AUFGABEN:
a - Stimmen diese Aussagen mit dem Text zur Fettleber überein? Antworte jeweils mit Ja oder Nein und zitiere wörtlich die Worte, die den Ausschlag geben: (i) Weltweit sind rund zwei Milliarden Menschen von einer Fettleber betroffen. (ii) Eine Fettleber tritt nur bei übergewichtigen Menschen auf. (iii) An der University of Pennsylvania durchsuchte Schneider die Penn Medicine Biobank.
b - Führe den Text zur Fettleber im Anschluss an seinen letzten Satz weiter.

RWTH

RWTH-Junior-Professorin Carolin Schneider erhält Life Sciences Bridge Award der Aventis Foundation für ihre Forschung auf dem Gebiet der Fettleber. Die Fettleber hat sich zu einer stillen Epidemie entwickelt. Weltweit sind rund zwei Milliarden meist scheinbar gesunde Menschen davon betroffen.

Nicht selten führt eine Fettleber auf die abschüssige Bahn von Entzündung, Fibrose, Zirrhose und Krebs. Dabei ließen sich Entstehen und Fortschreiten der von Ärzten oft unerkannten Krankheit durch präzisere Diagnostik präventiv eindämmen. Evidenzbasierte Kriterien dafür filtert Professorin Carolin Schneider, Junior-Professorin für Prävention und Genetik von metabolischen Erkrankungen der Leber, Klinik für Gastroenterologie, Stoffwechselkrankheiten und Internistische Intensivmedizin (Medizinische Klinik III) der Uniklinik RWTH Aachen, mit Hilfe sprachbegabter Algorithmen aus riesigen Datensätzen heraus.

Eine Fettleber ist dadurch gekennzeichnet, dass sich in den Leberzellen übermäßig viele Fetttröpfchen ablagern, ohne dass Alkohol oder eine chronische Virusinfektion dazu Anlass gäben. In erster Linie wird sie durch genetische Faktoren und Übergewicht verursacht. Immer häufiger kommt sie aber auch bei schlanken Menschen vor. In den Wohlstandsgesellschaften des Westens sind schon annähernd 30 Prozent der Bevölkerung davon betroffen. Bei einem knappen Viertel aller Betroffenen entsteht daraus über kurz oder lang eine Entzündung, die Fettleber-Hepatitis, von der es für manche nicht mehr weit ist zur Stufenfolge Fibrose, Zirrhose, Krebs.

Schneider promovierte an der Medizinischen Klinik III der Uniklinik RWTH Aachen zu Mutationen eines Gens, welche Leber- und Lungenerkrankungen auslösen kann. Anschließend ging sie an die University of Pennsylvania, wo sie mit Natural Language Processing-Programmen die Penn Medicine Biobank durchforstete. In jeweils mehr als zwei Millionen Berichten über Biopsien und bildgebende Untersuchungen der Leber entdeckte sie mit Hilfe sprachbegabter Algorithmen Tausende von Patienten mit einer bisher undiagnostizierten Fettleber. In derselben Studie gelang es ihr, viele Kriterien zu entdecken oder zu bestätigen, die eine rechtzeitige Diagnose ermöglichen könnten.

[Aus einer Sammlung entnommene Daten]
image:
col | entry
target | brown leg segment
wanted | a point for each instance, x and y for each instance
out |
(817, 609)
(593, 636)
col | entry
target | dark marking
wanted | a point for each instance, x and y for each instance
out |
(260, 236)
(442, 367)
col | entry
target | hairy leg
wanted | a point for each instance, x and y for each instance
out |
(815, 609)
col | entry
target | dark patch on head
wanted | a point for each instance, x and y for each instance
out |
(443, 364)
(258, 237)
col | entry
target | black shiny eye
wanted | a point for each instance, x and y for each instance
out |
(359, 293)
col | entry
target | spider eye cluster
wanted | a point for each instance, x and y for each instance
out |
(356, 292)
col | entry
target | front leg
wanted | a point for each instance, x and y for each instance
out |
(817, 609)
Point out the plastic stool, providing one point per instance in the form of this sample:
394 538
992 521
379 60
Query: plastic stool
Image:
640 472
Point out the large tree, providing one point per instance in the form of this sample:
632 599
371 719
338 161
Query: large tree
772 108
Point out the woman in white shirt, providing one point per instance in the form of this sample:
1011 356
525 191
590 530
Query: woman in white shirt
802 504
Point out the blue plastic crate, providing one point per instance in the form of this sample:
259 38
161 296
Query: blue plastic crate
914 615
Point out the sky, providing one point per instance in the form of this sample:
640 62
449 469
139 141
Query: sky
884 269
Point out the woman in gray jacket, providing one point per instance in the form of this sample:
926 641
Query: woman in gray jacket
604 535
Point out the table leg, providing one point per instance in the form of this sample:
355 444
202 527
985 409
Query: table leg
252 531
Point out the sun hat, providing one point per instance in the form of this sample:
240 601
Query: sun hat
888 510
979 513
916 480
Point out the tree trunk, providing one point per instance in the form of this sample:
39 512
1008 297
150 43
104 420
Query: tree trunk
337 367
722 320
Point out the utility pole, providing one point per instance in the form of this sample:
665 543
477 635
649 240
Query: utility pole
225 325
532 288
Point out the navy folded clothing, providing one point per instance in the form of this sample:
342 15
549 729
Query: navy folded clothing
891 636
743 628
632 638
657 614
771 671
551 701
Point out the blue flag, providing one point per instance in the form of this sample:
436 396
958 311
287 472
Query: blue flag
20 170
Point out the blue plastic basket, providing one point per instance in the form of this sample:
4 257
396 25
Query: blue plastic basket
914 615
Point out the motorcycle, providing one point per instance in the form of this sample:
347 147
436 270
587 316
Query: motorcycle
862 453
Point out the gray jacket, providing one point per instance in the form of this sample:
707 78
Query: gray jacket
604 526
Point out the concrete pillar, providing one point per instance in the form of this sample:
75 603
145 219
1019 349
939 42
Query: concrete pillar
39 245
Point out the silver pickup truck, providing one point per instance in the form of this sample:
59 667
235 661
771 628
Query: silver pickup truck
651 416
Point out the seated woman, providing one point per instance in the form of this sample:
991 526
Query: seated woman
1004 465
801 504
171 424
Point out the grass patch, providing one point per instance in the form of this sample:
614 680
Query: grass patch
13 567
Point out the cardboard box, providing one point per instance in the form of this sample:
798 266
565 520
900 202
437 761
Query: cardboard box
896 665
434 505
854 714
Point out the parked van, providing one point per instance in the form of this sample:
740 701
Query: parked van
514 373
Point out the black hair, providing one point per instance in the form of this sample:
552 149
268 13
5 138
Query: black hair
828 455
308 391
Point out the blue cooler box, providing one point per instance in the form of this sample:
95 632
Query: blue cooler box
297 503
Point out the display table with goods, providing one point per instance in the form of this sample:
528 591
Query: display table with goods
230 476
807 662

LÖSUNGEN NACH NUMMER:
a -
(i) Ja: „Weltweit sind rund zwei Milliarden meist scheinbar gesunde Menschen davon betroffen.“
(ii) Nein: „Immer häufiger kommt sie aber auch bei schlanken Menschen vor.“
(iii) Ja: „wo sie mit Natural Language Processing-Programmen die Penn Medicine Biobank durchforstete“

b -
Über das Rückkehrerprogramm NRW kam sie 2022 an die RWTH Aachen und leitet dort eine eigene Forschungsgruppe. Diese versucht, aus medizinischen Datenbanken neue Präventions- und Therapieansätze für Stoffwechselkrankheiten abzuleiten. „Wir stellen mit unserer Forschung zwar zunächst nur Zusammenhänge fest“, sagt Carolin Schneider. „Aber wir überprüfen diese Assoziationen dann bald in klinischen Pilotstudien.“ Ihr Ziel ist es, vor allem niedergelassenen Ärzten einfach einsetzbare Verfahren anzubieten, damit sie Erkrankungen wie die Fettleber besser erkennen und präventiv eindämmen können. Zum Beispiel durch den evidenzbasierten Hinweis darauf, dass Vitamin E-haltige Lebensmittel wie Olivenöl, Haferflocken und frisches Gemüse leberprotektiv sind.

Neben ihrer Tätigkeit als Ärztin und Wissenschaftlerin engagiert sich Schneider für die Förderung von Frauen in der Wissenschaft, insbesondere in den MINT-Fächern, etwa als Mentorin für den weiblichen wissenschaftlichen Nachwuchs. Im September 2023 wurde sie an der RWTH zur W1-Professorin für die Prävention und Genetik von metabolischen Erkrankungen der Leber ernannt und ist damit eine der jüngsten Juniorprofessorinnen Deutschlands. Schneider ist Mitglied des Jungen Kollegs der Nordrhein-Westfälischen Akademie der Wissenschaft und Künste. Außerdem wurde sie von academics, dem Karriereportal für Wissenschaft, Forschung, Öffentliches und Gesellschaft der ZEIT Verlagsgruppe als Nachwuchswissenschaftlerin des Jahres 2023 ausgezeichnet. Carolin Schneider wurde als einzige deutsche Wissenschaftlerin als eine der für Europa 30 wichtigsten Persönlichkeiten unter 30 Jahren in die Forbes-Liste „Science und Healthcare“ aufgenommen.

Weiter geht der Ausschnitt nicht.